- [AUFGABENSTELLUNG] Gib das gesamte folgende Material Zeile für Zeile wortgetreu wieder. Die Bilder lässt du dabei weg.

►

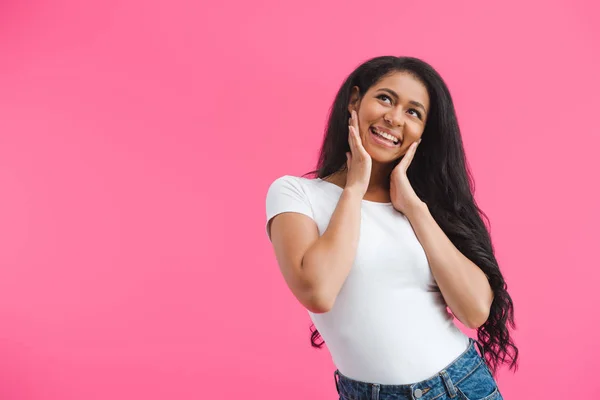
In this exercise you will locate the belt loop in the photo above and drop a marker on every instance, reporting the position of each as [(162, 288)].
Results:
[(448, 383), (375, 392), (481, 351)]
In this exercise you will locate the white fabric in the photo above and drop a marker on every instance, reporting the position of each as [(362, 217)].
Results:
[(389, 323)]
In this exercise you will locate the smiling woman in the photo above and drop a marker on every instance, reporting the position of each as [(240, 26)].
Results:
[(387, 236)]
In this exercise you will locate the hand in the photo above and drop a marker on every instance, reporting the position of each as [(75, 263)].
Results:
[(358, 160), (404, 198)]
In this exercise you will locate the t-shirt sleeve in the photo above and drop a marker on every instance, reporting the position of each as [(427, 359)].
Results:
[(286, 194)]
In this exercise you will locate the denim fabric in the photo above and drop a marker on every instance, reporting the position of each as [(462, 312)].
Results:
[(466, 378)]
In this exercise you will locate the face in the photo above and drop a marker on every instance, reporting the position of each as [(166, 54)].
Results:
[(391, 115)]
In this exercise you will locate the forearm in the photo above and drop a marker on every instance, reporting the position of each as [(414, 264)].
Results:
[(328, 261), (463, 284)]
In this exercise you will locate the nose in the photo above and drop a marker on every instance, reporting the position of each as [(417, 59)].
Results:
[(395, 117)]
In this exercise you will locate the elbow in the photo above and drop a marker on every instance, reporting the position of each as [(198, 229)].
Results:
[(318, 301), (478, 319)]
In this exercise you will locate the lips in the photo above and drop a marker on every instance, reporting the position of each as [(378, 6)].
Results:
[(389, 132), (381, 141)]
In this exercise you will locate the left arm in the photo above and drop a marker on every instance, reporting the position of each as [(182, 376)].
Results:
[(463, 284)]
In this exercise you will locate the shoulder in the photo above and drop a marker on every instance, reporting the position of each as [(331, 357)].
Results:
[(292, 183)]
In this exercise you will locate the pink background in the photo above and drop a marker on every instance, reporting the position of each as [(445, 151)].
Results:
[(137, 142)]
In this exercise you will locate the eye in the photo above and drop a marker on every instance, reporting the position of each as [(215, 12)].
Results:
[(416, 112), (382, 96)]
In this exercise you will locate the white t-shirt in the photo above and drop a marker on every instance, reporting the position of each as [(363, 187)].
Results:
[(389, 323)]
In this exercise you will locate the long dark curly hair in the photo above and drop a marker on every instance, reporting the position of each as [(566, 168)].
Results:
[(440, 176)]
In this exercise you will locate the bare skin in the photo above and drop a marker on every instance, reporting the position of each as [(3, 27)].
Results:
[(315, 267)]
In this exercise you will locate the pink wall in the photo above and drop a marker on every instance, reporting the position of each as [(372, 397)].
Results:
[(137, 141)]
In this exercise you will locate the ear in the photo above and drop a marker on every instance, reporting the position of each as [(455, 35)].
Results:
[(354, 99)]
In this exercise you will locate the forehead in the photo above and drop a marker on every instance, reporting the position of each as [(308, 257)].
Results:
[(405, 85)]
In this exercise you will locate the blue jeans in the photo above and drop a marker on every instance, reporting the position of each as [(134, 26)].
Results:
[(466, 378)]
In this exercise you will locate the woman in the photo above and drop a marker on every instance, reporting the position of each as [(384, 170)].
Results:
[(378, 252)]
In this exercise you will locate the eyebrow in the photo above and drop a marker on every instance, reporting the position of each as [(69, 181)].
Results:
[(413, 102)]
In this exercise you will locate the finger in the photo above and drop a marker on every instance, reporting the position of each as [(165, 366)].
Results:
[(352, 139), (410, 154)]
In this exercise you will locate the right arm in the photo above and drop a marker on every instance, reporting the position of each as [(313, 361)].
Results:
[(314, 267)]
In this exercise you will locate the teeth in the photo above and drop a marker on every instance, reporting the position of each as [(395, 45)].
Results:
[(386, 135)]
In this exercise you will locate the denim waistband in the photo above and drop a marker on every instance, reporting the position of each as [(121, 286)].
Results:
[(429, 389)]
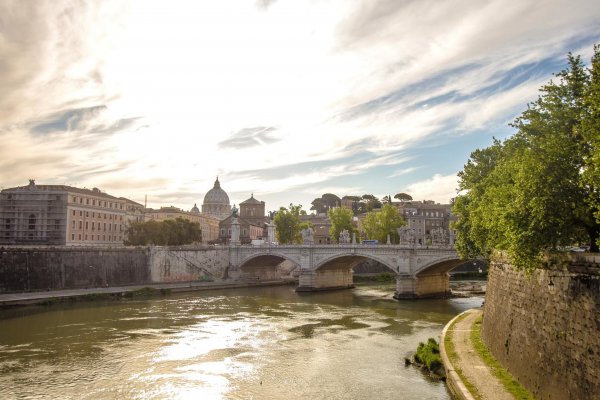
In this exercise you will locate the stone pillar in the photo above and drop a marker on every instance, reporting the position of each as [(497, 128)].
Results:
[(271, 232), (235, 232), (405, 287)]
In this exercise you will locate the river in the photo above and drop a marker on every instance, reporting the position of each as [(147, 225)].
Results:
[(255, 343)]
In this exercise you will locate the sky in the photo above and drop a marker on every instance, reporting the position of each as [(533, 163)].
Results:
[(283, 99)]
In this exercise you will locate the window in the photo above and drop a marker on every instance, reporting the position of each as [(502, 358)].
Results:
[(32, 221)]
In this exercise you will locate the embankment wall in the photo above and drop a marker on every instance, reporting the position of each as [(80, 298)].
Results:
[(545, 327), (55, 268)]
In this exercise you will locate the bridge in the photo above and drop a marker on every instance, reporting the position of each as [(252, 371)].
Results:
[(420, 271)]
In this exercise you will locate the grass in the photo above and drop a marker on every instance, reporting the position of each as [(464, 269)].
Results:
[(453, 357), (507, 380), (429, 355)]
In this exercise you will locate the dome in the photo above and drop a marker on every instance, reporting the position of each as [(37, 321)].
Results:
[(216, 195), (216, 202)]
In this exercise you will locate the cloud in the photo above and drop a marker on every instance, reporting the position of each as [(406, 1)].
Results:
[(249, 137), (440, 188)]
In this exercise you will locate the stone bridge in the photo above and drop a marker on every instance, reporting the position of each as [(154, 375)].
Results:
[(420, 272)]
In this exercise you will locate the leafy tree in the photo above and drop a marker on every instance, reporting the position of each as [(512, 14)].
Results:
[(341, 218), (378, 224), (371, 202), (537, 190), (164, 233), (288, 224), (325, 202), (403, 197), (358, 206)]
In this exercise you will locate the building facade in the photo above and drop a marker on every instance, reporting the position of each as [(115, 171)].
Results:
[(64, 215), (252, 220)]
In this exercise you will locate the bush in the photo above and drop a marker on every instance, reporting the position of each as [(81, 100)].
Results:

◄

- [VOLLSTÄNDIGE AUSGABE]
In this exercise you will locate the belt loop in the photo above and drop a marker on every instance, reporting the position of each as [(162, 288)].
Results:
[(448, 383), (375, 392), (481, 351)]
In this exercise you will locate the white fabric in the photo above and drop a marker on every instance, reporting the position of each as [(362, 217)].
Results:
[(389, 323)]
In this exercise you will locate the smiling woman in the photo above and drop a marker on every instance, reporting the position of each as [(240, 26)].
Results:
[(387, 236)]
In this exercise you will locate the hand in the photo above and drop a marker on every instance, reporting the position of each as [(75, 263)].
Results:
[(358, 160), (404, 198)]
In this exercise you will locate the t-shirt sleeve in the photo above and drop a marker on every instance, reporting the position of each as [(427, 359)].
Results:
[(286, 194)]
In this exercise you will locate the denim fabric in the photo above and drop a marker on every instance, reporting the position of each as [(462, 312)].
Results:
[(466, 378)]
In this exercise you will locate the face in the photo above and drop a marker on every instance, reporting the position of each as [(166, 54)].
Results:
[(391, 115)]
In this exercise you will locate the forearm in the photo above and drop a marker on every instance, reporting the position of each as [(414, 264)].
Results:
[(328, 261), (463, 284)]
In this exercise you will locate the nose in the photo above and drop a marker on every instance, reporting the position of each as [(417, 59)].
Results:
[(395, 117)]
In this exercise you will locate the elbow in the photo above and drop a marker on every instance, reporting the position of each as [(198, 229)].
Results:
[(318, 301), (478, 319)]
In this exercise you will locate the lips in the photo above and drop a marker on every instance, reporting the position of each as [(378, 6)].
Results:
[(389, 132), (381, 141)]
In this exercise you will locate the left arm in the photo above and drop a marker on every instance, reporting the position of each as [(182, 376)].
Results:
[(463, 284)]
In this exercise you will locate the shoulder in the photo above and drop a marker on every instance, reporting the position of each as [(331, 357)].
Results:
[(292, 183)]
In this exercise you will locate the pink background in the photo above and drop a marker on every instance, reporting the position of each as [(445, 151)].
Results:
[(137, 142)]
In this exercise you will locate the eye in the photo above and drop a marker on every instance, reporting the position of each as [(215, 12)].
Results:
[(416, 112), (382, 96)]
In this exercise you will locate the white t-shirt in the photo above and drop a marker on every instance, reporting the position of each as [(363, 187)].
Results:
[(389, 323)]
In this exercise you will locate the long dark curly hair in the photo above and drop a marker on every instance, reporting the position of each as [(566, 168)].
Results:
[(440, 176)]
In this exercise you will locate the bare skin in the photo above and drop a marker on every instance, reporting the position of each as [(3, 27)].
Results:
[(315, 267)]
In this exercise you will locate the pink wall in the photo above and drop a marker on every instance, reporting the position of each as [(372, 397)].
Results:
[(137, 141)]
In this exercise you will locate the ear in the photo above and drop a marker on every instance, reporting the position of each as [(455, 35)].
Results:
[(354, 99)]
In this exercise you will locate the forehead in the photo above and drop a marker on every instance, reporting the position of each as [(308, 257)].
Results:
[(405, 85)]
In this exercise you will locate the blue jeans in the photo above and drop a marker on every instance, reporting the position of each as [(134, 26)].
Results:
[(466, 378)]
In this exercise you will locate the woman in the photo above and drop a marker on every instance, reporting the position of each as [(384, 170)].
Results:
[(378, 252)]
In this exercise you will locate the eyebrow in the photo above and drop a marker on every instance, reporting the position of each as [(69, 181)].
Results:
[(413, 102)]
In this exercise you will locate the finger in the photo above and drop a marker on every instance, reporting the position of each as [(165, 366)].
Results:
[(352, 139), (410, 154)]
In this exercise you will locate the right arm in the photo above and drop a marker on every instance, reporting the position of each as [(313, 361)].
Results:
[(314, 267)]
In this exercise you will locate the teeth in the photo above and drop a marker on every instance, reporting the position of each as [(395, 45)].
Results:
[(386, 135)]
In this exercise you will locate the denim waistband in the photo above and drop a marker on every instance, reporting the position of each as [(121, 286)].
Results:
[(429, 389)]
In this exercise you will locate the stone pillar in the photo above and drop a marker on every instance, reporting the position of each as [(497, 128)].
Results:
[(271, 232), (235, 232), (405, 287)]
In this exercise you will locate the river in the photo above and drop a marker on every instance, reporting the position of each as [(147, 225)].
Results:
[(255, 343)]
In this exercise you will locate the sky in the photo above and drop a marker on every instance, reporting the position of each as [(533, 163)].
Results:
[(283, 99)]
In this exercise you will locate the window in the photo above and drop a marker on every instance, reporting the position of each as [(502, 358)].
Results:
[(32, 221)]
In this exercise you will locate the embankment wall in the photo above and drop a marker on every instance, reporting the position of each as [(80, 298)].
Results:
[(545, 327), (55, 268)]
In this exercise you will locate the bridge in the photo above and drop a marker on every instance, reporting the position of each as [(252, 371)].
Results:
[(420, 271)]
In this exercise you will locate the grass in the photo above and drop a marker on every instance, reporting the position of each as [(464, 269)].
Results:
[(453, 357), (507, 380), (429, 355)]
In this exercise you will locate the dome in the photo above and drop a marker on every instance, reporting the position of each as [(37, 321)].
Results:
[(216, 195), (216, 202)]
In this exercise you will locate the cloud in the photo above and drop a marker on every instance, reporting the position of each as [(406, 1)].
Results:
[(249, 137), (440, 188)]
In this exercise you will locate the stone bridge in the photo above and drop a marker on every instance, reporting the position of each as [(154, 375)].
Results:
[(420, 272)]
In this exercise you will locate the leafy tree in the photo above and drop a marker on every instance, reporting the position of each as [(512, 14)].
Results:
[(341, 218), (378, 224), (371, 202), (537, 190), (164, 233), (288, 224), (325, 202), (403, 197), (358, 206)]
In this exercise you will locate the building facade in the photo above and drop a marker on every instance, reporting the position of each as [(115, 171)].
Results:
[(64, 215), (252, 220)]
In this exercise you will locate the bush in the photo above and drop a marker on every instance, reporting the position of each as [(81, 100)].
Results:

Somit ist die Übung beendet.